Written task | Will you give the material below again, every line exactly as it is?
** begin **
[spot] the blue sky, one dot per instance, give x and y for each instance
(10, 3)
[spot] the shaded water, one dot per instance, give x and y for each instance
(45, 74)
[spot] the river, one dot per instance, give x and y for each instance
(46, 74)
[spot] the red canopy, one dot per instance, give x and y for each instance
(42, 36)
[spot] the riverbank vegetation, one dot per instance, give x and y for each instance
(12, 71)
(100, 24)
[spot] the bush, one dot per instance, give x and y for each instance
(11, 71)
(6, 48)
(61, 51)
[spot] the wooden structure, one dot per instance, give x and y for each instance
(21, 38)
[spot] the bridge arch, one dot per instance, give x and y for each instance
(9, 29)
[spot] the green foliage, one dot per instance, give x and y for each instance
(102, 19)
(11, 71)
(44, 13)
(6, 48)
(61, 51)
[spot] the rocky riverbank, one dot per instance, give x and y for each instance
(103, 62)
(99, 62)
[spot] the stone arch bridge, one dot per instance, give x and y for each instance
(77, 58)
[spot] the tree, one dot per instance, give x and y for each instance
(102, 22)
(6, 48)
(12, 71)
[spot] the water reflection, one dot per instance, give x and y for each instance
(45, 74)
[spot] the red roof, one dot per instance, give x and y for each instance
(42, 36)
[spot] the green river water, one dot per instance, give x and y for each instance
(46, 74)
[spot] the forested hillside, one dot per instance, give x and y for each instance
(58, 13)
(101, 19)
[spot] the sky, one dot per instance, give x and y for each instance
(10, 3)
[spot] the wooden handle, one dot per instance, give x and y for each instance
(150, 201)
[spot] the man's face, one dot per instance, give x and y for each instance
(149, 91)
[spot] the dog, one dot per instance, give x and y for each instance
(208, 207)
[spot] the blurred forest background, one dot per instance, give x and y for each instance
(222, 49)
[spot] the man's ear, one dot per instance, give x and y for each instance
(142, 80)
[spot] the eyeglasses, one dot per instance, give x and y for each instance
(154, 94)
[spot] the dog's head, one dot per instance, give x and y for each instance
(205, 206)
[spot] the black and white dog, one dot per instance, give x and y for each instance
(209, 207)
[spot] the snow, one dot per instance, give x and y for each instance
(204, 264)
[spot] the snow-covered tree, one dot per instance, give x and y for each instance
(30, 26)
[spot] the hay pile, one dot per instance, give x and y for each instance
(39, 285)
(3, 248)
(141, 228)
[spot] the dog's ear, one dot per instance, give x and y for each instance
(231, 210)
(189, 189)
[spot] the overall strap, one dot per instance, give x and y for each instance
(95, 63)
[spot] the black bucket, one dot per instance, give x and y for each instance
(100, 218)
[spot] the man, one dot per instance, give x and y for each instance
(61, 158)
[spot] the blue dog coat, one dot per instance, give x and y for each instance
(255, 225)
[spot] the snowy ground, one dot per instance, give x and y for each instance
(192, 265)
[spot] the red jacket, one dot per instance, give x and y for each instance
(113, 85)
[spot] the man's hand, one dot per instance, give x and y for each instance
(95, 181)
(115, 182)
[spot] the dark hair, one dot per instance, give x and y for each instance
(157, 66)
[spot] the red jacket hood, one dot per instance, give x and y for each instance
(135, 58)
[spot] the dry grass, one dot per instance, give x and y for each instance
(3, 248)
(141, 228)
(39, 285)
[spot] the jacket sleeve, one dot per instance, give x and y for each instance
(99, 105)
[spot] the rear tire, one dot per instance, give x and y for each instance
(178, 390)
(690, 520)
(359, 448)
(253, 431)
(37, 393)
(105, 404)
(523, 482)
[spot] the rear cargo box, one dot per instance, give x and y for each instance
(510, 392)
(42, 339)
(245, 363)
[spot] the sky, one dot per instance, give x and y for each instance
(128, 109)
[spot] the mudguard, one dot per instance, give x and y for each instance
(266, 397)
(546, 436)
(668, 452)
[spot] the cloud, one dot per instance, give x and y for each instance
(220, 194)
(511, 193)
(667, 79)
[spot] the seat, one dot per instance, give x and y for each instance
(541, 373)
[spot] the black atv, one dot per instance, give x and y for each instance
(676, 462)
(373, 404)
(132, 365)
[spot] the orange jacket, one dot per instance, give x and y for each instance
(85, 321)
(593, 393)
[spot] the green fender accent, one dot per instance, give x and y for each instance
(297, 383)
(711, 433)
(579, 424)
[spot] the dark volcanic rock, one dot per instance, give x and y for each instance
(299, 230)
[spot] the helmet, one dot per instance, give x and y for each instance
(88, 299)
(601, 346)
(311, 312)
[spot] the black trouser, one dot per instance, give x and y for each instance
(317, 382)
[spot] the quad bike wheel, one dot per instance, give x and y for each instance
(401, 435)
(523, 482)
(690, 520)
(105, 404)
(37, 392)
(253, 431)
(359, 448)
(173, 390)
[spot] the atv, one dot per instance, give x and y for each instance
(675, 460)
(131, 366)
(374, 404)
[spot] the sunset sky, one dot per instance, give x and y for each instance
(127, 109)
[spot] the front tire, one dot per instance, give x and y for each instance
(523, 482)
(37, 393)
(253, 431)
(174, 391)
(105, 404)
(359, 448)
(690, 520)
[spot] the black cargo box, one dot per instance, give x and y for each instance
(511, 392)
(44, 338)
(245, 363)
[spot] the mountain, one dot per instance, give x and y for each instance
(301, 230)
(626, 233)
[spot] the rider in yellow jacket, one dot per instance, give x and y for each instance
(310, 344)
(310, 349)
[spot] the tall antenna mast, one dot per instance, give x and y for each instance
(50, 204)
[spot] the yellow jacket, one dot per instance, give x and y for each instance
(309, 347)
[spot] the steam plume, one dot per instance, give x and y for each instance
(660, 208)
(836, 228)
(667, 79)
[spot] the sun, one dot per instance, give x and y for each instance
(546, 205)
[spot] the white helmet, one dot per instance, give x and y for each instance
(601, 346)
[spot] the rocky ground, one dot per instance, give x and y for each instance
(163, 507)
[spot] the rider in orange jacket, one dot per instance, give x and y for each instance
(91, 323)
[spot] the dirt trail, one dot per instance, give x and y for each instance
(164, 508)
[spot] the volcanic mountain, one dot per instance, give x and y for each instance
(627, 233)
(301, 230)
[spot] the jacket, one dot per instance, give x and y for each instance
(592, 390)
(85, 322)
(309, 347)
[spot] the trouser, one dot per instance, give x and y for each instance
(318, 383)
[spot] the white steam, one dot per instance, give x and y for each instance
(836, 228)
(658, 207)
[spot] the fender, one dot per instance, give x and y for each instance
** end **
Output for this exercise |
[spot] the blue sky, one dot per instance, give x and y for each instance
(10, 3)
[spot] the shaded water, one dot per instance, give x and y for each instance
(45, 74)
[spot] the river, one dot per instance, give x and y for each instance
(46, 74)
[spot] the red canopy, one dot per instance, give x and y for each instance
(42, 36)
[spot] the riverbank vegetation, one dot per instance, give x and y for each instance
(12, 71)
(100, 24)
[spot] the bush, one dot per instance, give x and y for each instance
(11, 71)
(6, 48)
(61, 51)
[spot] the wooden structure, one dot per instance, give x and y for each instance
(21, 38)
[spot] the bridge arch, one dot per instance, give x and y for each instance
(9, 29)
[spot] the green foliage, one dot per instance, give x and y for each instance
(102, 19)
(11, 71)
(44, 13)
(6, 48)
(61, 51)
[spot] the rocky riverbank, one dot per instance, give x and y for each instance
(103, 62)
(99, 62)
[spot] the stone arch bridge, one dot per instance, give x and y for each instance
(77, 58)
[spot] the tree, one dot per instance, give x and y for each instance
(102, 22)
(6, 48)
(12, 71)
[spot] the water reflection, one dot per instance, give x and y for each instance
(45, 74)
[spot] the red roof, one dot per instance, give x and y for each instance
(42, 36)
[spot] the green river water, one dot per instance, give x and y for each instance
(46, 74)
[spot] the forested hillside, one dot per instance, give x and y for each instance
(58, 13)
(101, 19)
[spot] the sky, one dot per instance, give x and y for each instance
(10, 3)
[spot] the wooden handle, one dot per instance, give x and y for each instance
(150, 201)
[spot] the man's face, one dot per instance, give x and y for each instance
(149, 91)
[spot] the dog, one dot per instance, give x and y for each instance
(208, 207)
[spot] the blurred forest background, one dot per instance, give x and y for each instance
(222, 49)
[spot] the man's ear, one dot per instance, give x and y for each instance
(142, 80)
[spot] the eyeglasses, one dot per instance, give x and y for each instance
(154, 94)
[spot] the dog's head, one dot per instance, give x and y for each instance
(205, 206)
[spot] the black and white dog, one dot per instance, give x and y for each instance
(209, 207)
[spot] the snow, one dot per instance, give x and y for each instance
(204, 264)
[spot] the snow-covered tree, one dot per instance, give x and y for each instance
(30, 26)
[spot] the hay pile, one dot per instance, give x and y for each instance
(39, 285)
(3, 248)
(141, 228)
[spot] the dog's ear, one dot per instance, give x and y for each instance
(231, 210)
(189, 189)
[spot] the overall strap, one dot per instance, give x and y for each instance
(95, 63)
[spot] the black bucket, one dot per instance, give x and y for each instance
(100, 218)
[spot] the man, one dot per instance, give x and y for each instance
(61, 158)
[spot] the blue dog coat, one dot per instance, give x and y for each instance
(255, 225)
[spot] the snowy ground, one dot per instance, give x and y for each instance
(192, 265)
[spot] the red jacket, one dot per instance, give x and y for each instance
(113, 85)
[spot] the man's hand, one dot per instance, give x and y for each instance
(95, 181)
(115, 182)
[spot] the dark hair, one dot per instance, give x and y for each instance
(157, 66)
[spot] the red jacket hood, one dot per instance, give x and y for each instance
(135, 58)
[spot] the dry grass, one dot per instance, give x and y for each instance
(3, 248)
(141, 228)
(39, 285)
[spot] the jacket sleeve, one dot per instance, give x and y for each instance
(99, 105)
[spot] the rear tire, one dot per instance, give x and y for each instance
(178, 390)
(690, 520)
(359, 448)
(253, 431)
(37, 393)
(105, 404)
(523, 482)
[spot] the rear cargo box, one dot per instance, give x and y for each instance
(510, 392)
(42, 339)
(245, 363)
[spot] the sky, one dot per instance, give x and y for each instance
(128, 109)
[spot] the mudguard, one dot per instance, give x and y for each instance
(266, 397)
(546, 436)
(668, 452)
[spot] the cloud, one dot per instance, give x and y for each instance
(220, 194)
(511, 193)
(667, 79)
[spot] the seat, one dot per instance, give x and y for each instance
(541, 373)
[spot] the black atv, one dot per instance, give x and y for each instance
(676, 462)
(373, 404)
(132, 365)
[spot] the orange jacket, one dot per instance, give x and y for each instance
(85, 321)
(593, 393)
[spot] the green fender accent, one dot per instance, give x and y for each instance
(297, 383)
(711, 433)
(579, 424)
[spot] the dark volcanic rock, one dot per instance, give x and y for each instance
(299, 230)
[spot] the helmet, one dot per instance, give x and y for each instance
(88, 299)
(601, 346)
(311, 312)
[spot] the black trouser, one dot per instance, give x and y for each instance
(317, 382)
[spot] the quad bike wheel, one dot per instance, give x and y for each instance
(401, 435)
(523, 482)
(690, 520)
(105, 404)
(37, 392)
(253, 431)
(359, 448)
(173, 390)
[spot] the atv, one dot per instance, give x and y for each instance
(675, 460)
(131, 366)
(374, 404)
[spot] the sunset sky, one dot per instance, give x and y for each instance
(127, 109)
[spot] the front tire, one dot per instance, give x and y for each instance
(523, 482)
(37, 393)
(253, 431)
(174, 391)
(105, 404)
(359, 448)
(690, 520)
[spot] the black cargo box, one dot per instance, give x and y for each instance
(511, 392)
(44, 338)
(245, 363)
[spot] the mountain, one dot per instance, give x and y for each instance
(301, 230)
(626, 233)
[spot] the rider in yellow jacket, one dot per instance, give x and y for each instance
(310, 344)
(310, 349)
[spot] the tall antenna mast, one dot per instance, give x and y for each instance
(50, 204)
[spot] the yellow jacket, one dot per instance, give x and y for each instance
(309, 347)
[spot] the steam plume, one dot per instance, give x and y for each instance
(660, 208)
(836, 228)
(667, 79)
[spot] the sun, one dot per instance, give x and y for each instance
(546, 205)
[spot] the white helmet, one dot per instance, give x and y for each instance
(601, 346)
[spot] the rocky ground, one dot per instance, give x and y for each instance
(163, 507)
[spot] the rider in orange jacket, one dot per instance, give x and y for each instance
(91, 323)
[spot] the dirt trail, one dot per instance, give x and y for each instance
(164, 508)
[spot] the volcanic mountain, one dot per instance, give x and y for each instance
(627, 233)
(301, 230)
[spot] the jacket, one dot per instance, give x and y for each instance
(592, 390)
(85, 322)
(309, 347)
[spot] the trouser, one dot per instance, give x and y for each instance
(318, 383)
[spot] the white steam, one dot per instance, give x and y for each instance
(836, 228)
(658, 207)
[spot] the fender, one dot per instance, give x and y for each instance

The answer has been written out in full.